Görevler:
1 - Metin parçasına göre e-ticaretteki artış hangi firmaların iş yükünü önemli ölçüde artırmış?
2 - Kayıtlarda "Where is the starry" geçen satırla başlayıp "0;222;400;299" geçen satırla biten bölümü, iki uç da dahil ve hiçbir satırı atlamadan yeniden yazıp ölçekle; yalnızca bu bölümü ver. Kutu koordinatlarını 0,2 ile çarp ve tam sayıya yuvarla, buçukları yukarı yuvarla; biçimi göstermek için verilen örnek sayıları olduğu gibi bırak.

Metin Parçası:
Levent Küçük // Tüketiciler Derneği (TÜDER) Genel Başkanı
Salgın hastalık sürecinde, uzaktan satış ya da mesafeli sözleşme olarak adlandırılan satış yönteminde önemli artışlar ortaya çıkmıştır. E-ticarete olan ilginin artması ile birlikte, “Sanal Pazar” olarak adlandırılan, çok sayıda markanın ürünlerini satışa sunan internet sitelerinden ya da firmaların kendi internet sitelerinden alışverişler yapıyoruz. Hatta, sosyal medya hesapları üzerinden de alışverişler gerçekleştiriyoruz.
E-ticarette ortaya çıkan artışa bağlı olarak, kargo ve dağıtım firmalarının iş yüklerinde önemli artışlar yaşanmaya başlamıştır. Bu durum, bazı sorunların yaşanmasına neden olmaktadır.

Kayıtlar:
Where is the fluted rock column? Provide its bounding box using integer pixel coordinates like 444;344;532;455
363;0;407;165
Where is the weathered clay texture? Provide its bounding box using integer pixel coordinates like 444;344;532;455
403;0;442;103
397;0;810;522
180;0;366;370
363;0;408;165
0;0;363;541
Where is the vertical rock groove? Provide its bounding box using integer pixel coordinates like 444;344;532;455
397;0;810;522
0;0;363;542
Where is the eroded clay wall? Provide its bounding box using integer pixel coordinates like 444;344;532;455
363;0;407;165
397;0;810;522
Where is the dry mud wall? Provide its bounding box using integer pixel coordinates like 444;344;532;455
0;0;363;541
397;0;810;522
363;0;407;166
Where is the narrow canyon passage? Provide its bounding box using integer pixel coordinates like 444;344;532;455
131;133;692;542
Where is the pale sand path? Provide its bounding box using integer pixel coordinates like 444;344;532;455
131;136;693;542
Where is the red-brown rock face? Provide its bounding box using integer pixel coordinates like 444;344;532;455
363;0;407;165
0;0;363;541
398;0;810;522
--
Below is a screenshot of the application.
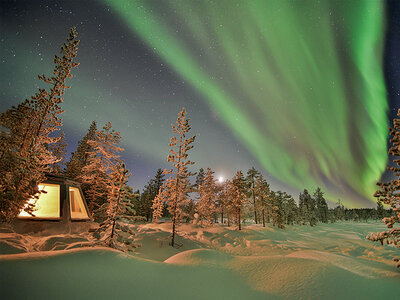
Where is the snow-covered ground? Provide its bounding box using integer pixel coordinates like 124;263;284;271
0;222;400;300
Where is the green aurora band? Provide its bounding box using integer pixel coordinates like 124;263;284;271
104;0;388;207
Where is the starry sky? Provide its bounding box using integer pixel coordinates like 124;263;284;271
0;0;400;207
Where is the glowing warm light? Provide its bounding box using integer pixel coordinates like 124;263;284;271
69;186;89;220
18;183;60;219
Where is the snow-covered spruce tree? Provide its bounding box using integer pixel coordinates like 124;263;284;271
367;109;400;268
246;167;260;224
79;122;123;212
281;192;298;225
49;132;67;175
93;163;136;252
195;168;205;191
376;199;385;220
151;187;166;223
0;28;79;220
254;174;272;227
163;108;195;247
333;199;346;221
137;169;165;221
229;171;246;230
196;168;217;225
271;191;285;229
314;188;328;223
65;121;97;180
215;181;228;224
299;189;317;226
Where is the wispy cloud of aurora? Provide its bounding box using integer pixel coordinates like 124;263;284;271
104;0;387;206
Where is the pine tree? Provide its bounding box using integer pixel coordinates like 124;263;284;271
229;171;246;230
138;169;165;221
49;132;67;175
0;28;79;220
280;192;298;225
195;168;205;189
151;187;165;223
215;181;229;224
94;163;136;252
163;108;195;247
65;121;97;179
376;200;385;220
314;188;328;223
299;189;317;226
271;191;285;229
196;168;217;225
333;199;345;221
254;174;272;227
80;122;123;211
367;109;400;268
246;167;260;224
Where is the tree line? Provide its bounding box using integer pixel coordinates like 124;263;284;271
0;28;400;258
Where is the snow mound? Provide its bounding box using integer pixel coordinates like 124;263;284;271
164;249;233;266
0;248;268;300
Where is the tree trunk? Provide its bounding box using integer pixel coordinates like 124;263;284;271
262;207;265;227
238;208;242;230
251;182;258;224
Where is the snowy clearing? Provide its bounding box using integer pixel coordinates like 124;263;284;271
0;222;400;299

Görevlerin Çözümleri:
1 - Kargo ve dağıtım firmalarının.

2 -
Where is the starry sky? Provide its bounding box using integer pixel coordinates like 124;263;284;271
0;0;80;41
Where is the glowing warm light? Provide its bounding box using integer pixel coordinates like 124;263;284;271
14;37;18;44
4;37;12;44
Where is the snow-covered spruce tree? Provide its bounding box using integer pixel coordinates like 124;263;284;271
73;22;80;54
49;33;52;45
16;24;25;42
56;38;60;45
10;26;13;35
19;33;27;50
39;34;41;38
75;40;77;44
30;37;33;45
0;6;16;44
51;35;54;45
33;22;39;49
67;40;69;44
27;34;33;44
46;34;49;46
39;34;43;45
54;38;57;46
63;38;66;45
13;24;19;36
43;36;46;45
60;38;63;45
Where is the wispy cloud of aurora? Provide its bounding box using integer pixel coordinates like 124;263;284;271
21;0;77;41
Where is the pine tree? Provide its bounding box using integer pixel coordinates like 124;263;284;271
46;34;49;46
28;34;33;44
10;26;13;35
0;6;16;44
56;38;60;45
39;34;41;38
30;37;33;45
43;36;46;45
19;33;27;50
33;22;39;49
13;24;19;36
75;40;77;44
63;38;66;45
60;38;63;45
54;38;57;46
39;34;43;45
67;40;69;44
51;35;54;45
16;24;25;42
73;22;80;54
49;33;52;45
Where is the tree line? Provide its bounding box using integer pixel coordinates like 124;263;284;271
0;6;80;52
Where is the snow mound? Provide its bounding box using integer pixel coordinates like 124;263;284;271
33;50;47;53
0;50;54;60
Where is the tree trunk? Provide its bounding box using integer pixel coordinates like 124;263;284;271
52;41;53;45
48;42;48;46
50;36;52;45
Where is the snowy clearing? Provide its bounding box using integer pixel coordinates like 124;263;284;271
0;44;80;60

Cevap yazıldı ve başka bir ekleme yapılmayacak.